- [Texte fourni]
------------------------------------

Je suis piégée chez moi par le déluge depuis que je suis rentrée du boulot. Ce matin le gouverneur avait une réunion avec NVE, ceux qui sont chargés d'évaluer les risques divers et variés et ils ont décidé d'évacuer une partie de la ville, d'y interdire l'accès et de couper certaines routes. Simple précaution ou réel danger, c'est en fait difficile de savoir puisqu'on se retrouve dans une situation qui n'a jamais existé avant: une couche superficielle de plus d'un mètre qui a dégelé, un sol déjà pas mal gorgé d'eau et des précipitations très abondantes pour ici... on ne sait pas trop ce que ça peut donner... et le vent n'arrange certainement pas les choses même si on n'a pas trop à se plaindre : le plus gros nous a contourné.
Une fois de plus, je suis dans la zone "safe" et j'échappe à l'évacuation qui devrait être de courte durée, sans doute jusqu'à demain midi. 140 personnes ont été évacuées et pour les plus malchanceux, c'est leur 3e évacuation depuis le mois de décembre après l'avalanche.
Ils ont aussi coupé la route menant à Bjørndalen, après l'aéroport et la route dans la vallée menant à la mine 7. Notre terrain de jeu a donc été réduit au minimum... Les avions ont atterri normalement parce qu'il y avait du vent mais sans plus (on a échappé au pire, ça nous a contourné... certains coins de Svalbard s'en sont pris plein la tronche... encore qu'il n'y a pas beaucoup de tronches à rencontrer en dehors de Longyearbyen et Barentsburg).

------------------------------------

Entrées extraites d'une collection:
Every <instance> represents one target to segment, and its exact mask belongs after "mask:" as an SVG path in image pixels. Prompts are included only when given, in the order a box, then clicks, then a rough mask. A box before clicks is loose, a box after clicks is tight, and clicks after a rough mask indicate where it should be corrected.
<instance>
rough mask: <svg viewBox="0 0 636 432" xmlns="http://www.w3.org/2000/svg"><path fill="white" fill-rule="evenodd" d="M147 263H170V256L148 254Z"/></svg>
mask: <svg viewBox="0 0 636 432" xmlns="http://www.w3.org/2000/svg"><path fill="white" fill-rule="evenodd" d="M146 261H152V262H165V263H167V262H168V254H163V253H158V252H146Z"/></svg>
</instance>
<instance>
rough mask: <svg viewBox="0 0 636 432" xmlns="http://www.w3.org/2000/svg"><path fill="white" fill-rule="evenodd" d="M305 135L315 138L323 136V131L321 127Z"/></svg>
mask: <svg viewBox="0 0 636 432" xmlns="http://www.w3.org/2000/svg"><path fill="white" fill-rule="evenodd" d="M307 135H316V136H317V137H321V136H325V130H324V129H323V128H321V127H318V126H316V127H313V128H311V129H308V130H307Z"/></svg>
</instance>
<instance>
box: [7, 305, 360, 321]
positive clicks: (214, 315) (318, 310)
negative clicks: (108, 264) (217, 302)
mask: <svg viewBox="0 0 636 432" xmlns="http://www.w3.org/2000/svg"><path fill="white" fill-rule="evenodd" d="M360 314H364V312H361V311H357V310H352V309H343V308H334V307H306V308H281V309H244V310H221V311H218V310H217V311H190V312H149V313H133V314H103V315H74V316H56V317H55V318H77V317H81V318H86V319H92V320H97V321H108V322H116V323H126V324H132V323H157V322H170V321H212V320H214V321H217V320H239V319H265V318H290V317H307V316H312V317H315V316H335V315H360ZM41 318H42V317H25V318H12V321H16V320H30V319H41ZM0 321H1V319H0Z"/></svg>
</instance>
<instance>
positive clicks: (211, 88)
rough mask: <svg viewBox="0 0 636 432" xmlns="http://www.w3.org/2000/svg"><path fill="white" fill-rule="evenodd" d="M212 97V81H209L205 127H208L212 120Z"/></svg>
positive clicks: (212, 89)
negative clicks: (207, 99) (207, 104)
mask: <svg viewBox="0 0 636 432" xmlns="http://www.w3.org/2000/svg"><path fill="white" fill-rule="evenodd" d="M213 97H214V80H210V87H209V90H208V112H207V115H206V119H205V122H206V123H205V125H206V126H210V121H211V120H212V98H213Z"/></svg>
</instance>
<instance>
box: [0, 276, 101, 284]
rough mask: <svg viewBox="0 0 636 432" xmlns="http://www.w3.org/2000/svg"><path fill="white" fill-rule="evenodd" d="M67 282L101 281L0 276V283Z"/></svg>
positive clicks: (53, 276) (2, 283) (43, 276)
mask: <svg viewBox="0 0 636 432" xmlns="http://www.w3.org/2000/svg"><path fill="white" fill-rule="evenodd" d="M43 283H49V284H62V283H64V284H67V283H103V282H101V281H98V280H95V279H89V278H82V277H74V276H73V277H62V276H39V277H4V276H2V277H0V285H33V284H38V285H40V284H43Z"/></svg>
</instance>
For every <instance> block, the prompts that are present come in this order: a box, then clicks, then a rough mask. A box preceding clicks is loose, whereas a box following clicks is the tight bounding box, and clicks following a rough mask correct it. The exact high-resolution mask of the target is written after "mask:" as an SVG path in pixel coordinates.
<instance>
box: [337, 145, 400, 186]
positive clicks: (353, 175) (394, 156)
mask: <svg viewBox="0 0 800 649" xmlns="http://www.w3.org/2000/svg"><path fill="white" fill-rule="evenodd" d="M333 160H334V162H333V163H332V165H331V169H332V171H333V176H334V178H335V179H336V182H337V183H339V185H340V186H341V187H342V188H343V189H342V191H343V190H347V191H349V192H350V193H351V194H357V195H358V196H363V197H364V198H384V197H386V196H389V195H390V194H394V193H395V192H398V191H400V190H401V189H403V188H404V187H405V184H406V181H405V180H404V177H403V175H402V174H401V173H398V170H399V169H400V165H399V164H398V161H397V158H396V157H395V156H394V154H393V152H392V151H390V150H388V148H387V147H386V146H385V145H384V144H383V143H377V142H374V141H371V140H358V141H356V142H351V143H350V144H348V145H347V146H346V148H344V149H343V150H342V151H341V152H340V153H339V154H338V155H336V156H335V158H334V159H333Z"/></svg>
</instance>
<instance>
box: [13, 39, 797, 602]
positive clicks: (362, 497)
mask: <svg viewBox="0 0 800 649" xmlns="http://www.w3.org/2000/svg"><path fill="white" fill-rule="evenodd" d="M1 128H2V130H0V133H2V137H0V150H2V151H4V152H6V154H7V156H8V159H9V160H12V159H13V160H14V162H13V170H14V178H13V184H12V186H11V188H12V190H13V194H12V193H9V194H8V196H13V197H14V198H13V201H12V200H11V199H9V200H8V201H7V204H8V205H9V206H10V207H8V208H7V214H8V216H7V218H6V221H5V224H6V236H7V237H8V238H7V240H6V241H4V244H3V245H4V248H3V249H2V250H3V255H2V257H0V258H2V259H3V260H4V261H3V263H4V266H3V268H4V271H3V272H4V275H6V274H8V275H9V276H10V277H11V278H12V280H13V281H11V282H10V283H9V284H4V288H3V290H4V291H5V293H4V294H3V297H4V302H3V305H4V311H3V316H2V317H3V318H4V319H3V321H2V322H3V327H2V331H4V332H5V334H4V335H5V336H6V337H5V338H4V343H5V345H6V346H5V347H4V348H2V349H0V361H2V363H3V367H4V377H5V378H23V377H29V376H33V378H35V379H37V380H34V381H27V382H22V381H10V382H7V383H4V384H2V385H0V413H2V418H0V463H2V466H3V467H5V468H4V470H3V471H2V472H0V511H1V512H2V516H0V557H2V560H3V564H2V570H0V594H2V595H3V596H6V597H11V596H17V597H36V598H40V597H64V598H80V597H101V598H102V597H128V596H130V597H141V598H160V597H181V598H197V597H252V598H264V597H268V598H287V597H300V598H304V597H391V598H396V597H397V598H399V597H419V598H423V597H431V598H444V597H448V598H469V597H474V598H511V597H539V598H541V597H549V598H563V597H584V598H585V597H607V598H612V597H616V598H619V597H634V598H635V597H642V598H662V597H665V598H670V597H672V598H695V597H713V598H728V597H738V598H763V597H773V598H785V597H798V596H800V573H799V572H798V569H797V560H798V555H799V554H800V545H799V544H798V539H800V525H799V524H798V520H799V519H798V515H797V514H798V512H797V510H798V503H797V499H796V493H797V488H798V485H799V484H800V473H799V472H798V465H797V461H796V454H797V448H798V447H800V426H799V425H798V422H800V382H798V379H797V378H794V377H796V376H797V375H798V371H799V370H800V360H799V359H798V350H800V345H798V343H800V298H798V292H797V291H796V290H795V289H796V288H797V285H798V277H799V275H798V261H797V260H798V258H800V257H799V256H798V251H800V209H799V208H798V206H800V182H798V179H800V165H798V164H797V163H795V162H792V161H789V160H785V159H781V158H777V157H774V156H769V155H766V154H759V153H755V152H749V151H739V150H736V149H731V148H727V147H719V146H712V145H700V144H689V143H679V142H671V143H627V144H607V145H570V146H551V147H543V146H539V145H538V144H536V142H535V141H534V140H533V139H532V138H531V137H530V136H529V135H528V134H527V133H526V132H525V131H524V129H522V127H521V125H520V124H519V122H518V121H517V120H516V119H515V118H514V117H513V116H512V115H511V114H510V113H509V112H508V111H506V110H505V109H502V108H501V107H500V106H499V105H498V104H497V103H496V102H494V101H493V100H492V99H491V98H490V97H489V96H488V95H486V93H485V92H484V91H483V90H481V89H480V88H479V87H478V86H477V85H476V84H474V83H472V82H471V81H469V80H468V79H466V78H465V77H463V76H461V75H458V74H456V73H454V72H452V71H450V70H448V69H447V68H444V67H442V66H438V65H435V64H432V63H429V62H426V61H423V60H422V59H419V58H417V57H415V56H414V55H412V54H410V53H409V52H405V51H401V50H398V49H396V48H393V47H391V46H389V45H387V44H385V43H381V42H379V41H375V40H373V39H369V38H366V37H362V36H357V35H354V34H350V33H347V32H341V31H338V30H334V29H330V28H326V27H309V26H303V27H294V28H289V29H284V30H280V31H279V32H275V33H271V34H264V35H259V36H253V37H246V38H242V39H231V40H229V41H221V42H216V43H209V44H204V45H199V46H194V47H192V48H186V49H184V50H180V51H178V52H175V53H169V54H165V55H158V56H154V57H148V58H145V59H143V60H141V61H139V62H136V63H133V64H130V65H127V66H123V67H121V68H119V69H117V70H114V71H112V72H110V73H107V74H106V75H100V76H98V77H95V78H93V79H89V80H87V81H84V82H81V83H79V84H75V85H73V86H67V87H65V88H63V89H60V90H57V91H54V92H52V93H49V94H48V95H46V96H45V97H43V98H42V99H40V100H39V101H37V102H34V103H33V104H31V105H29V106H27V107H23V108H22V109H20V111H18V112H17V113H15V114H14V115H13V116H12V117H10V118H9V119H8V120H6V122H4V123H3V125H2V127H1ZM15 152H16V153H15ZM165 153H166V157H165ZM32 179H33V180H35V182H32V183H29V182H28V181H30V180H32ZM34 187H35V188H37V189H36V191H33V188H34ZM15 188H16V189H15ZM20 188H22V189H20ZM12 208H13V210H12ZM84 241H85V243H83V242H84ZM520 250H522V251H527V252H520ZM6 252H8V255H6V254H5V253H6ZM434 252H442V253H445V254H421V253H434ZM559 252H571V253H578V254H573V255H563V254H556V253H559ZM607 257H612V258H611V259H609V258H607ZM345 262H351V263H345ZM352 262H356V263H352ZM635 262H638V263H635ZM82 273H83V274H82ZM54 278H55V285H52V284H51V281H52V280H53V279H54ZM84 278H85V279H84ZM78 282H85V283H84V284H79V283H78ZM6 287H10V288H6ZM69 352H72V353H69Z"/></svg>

------------------------------------

- [Votre travail]
(a) Reproduisez intégralement le texte sur le déluge au Svalbard, sans y changer un seul mot.
(b) Affichez chaque ligne des enregistrements qui contient la chaîne "negative", en tenant compte des majuscules et des minuscules.
Ces enregistrements n'ont aucun lien avec le texte.

- [Résultats obtenus]
(a)
Je suis piégée chez moi par le déluge depuis que je suis rentrée du boulot. Ce matin le gouverneur avait une réunion avec NVE, ceux qui sont chargés d'évaluer les risques divers et variés et ils ont décidé d'évacuer une partie de la ville, d'y interdire l'accès et de couper certaines routes. Simple précaution ou réel danger, c'est en fait difficile de savoir puisqu'on se retrouve dans une situation qui n'a jamais existé avant: une couche superficielle de plus d'un mètre qui a dégelé, un sol déjà pas mal gorgé d'eau et des précipitations très abondantes pour ici... on ne sait pas trop ce que ça peut donner... et le vent n'arrange certainement pas les choses même si on n'a pas trop à se plaindre : le plus gros nous a contourné.
Une fois de plus, je suis dans la zone "safe" et j'échappe à l'évacuation qui devrait être de courte durée, sans doute jusqu'à demain midi. 140 personnes ont été évacuées et pour les plus malchanceux, c'est leur 3e évacuation depuis le mois de décembre après l'avalanche.
Ils ont aussi coupé la route menant à Bjørndalen, après l'aéroport et la route dans la vallée menant à la mine 7. Notre terrain de jeu a donc été réduit au minimum... Les avions ont atterri normalement parce qu'il y avait du vent mais sans plus (on a échappé au pire, ça nous a contourné... certains coins de Svalbard s'en sont pris plein la tronche... encore qu'il n'y a pas beaucoup de tronches à rencontrer en dehors de Longyearbyen et Barentsburg).

(b)
negative clicks: (108, 264) (217, 302)
negative clicks: (207, 99) (207, 104)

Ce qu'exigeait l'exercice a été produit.